Start of RECORDS FOR THIS TASK

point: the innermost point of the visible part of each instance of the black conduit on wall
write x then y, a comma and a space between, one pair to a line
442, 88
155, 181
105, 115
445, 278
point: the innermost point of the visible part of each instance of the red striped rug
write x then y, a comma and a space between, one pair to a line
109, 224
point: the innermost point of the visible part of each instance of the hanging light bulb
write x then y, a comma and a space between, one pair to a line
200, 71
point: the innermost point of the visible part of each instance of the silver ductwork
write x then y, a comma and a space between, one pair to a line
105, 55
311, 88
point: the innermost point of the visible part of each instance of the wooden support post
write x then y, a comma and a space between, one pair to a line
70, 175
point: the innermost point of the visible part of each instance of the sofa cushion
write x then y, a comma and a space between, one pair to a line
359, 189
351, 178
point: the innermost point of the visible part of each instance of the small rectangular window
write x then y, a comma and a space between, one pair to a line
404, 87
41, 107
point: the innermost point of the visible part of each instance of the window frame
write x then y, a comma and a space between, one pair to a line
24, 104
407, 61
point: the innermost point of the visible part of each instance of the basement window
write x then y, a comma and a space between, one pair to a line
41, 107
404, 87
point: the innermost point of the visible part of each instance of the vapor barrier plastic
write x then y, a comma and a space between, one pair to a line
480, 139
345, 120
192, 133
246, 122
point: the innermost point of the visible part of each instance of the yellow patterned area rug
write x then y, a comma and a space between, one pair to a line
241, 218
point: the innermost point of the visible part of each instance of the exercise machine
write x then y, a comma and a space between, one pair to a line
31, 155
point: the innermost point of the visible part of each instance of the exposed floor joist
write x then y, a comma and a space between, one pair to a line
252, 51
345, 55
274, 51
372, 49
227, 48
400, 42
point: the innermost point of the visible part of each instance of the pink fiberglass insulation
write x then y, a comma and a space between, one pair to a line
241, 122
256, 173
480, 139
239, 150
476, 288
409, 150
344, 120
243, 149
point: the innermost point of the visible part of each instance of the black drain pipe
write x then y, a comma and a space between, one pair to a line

End of RECORDS FOR THIS TASK

(WORK ITEM) The records above must be retyped in full, exactly as written.

(ANSWER TO THIS EXERCISE)
point: the innermost point of the visible part of each instance of the black conduit on wall
write x then y, a comma and a space between, one pair to a line
442, 88
155, 181
105, 115
445, 278
point: the innermost point of the visible part of each instance of the red striped rug
write x then y, a comma and a space between, one pair to a line
109, 224
point: the innermost point of the visible part of each instance of the hanging light bulb
write x then y, a comma and a space between, one pair to a line
200, 71
point: the innermost point of the visible part of each instance of the silver ductwork
write x then y, a comma and a space between, one pair to a line
105, 55
311, 88
point: the innermost point of the visible part of each instance of the wooden support post
write x then y, a comma and a space between, one pair to a line
70, 175
point: the innermost point of the visible part of each instance of the sofa cushion
write x then y, a comma and a space between, one pair to a line
359, 189
351, 178
point: the innermost point of the visible part of each instance of the small rectangular window
write x then y, a comma and a space between, one pair to a line
404, 87
41, 107
point: the innermost point of the visible part of each instance of the window frame
write x then y, a comma and a space between, one pair to a line
24, 104
407, 61
point: the innermost point of the visible part of each instance of the basement window
write x then y, a comma and a space between, one pair to a line
41, 107
404, 87
point: the innermost point of the visible part of each instance of the vapor barrier plastic
write x then y, a comma and a space between, one pair to a line
480, 139
345, 120
192, 133
246, 122
point: the innermost point of the visible part of each instance of the yellow patterned area rug
write x then y, a comma and a space between, one pair to a line
241, 218
point: the innermost point of the visible part of each instance of the exercise machine
write x then y, a comma and a space between, one pair to a line
31, 155
point: the innermost point of the visible part of each instance of the exposed floor joist
write x then y, a comma and a space between, one pair to a line
252, 51
345, 55
274, 51
372, 49
227, 48
400, 42
point: the innermost point of the visible part of each instance of the pink fiberglass insulation
write x then y, a comma and a space between, one pair to a line
241, 122
256, 173
480, 139
239, 150
476, 288
409, 150
344, 120
243, 149
point: the innermost point of the visible part of each instance of the black drain pipe
write x then y, a comma and a space between, one pair to a line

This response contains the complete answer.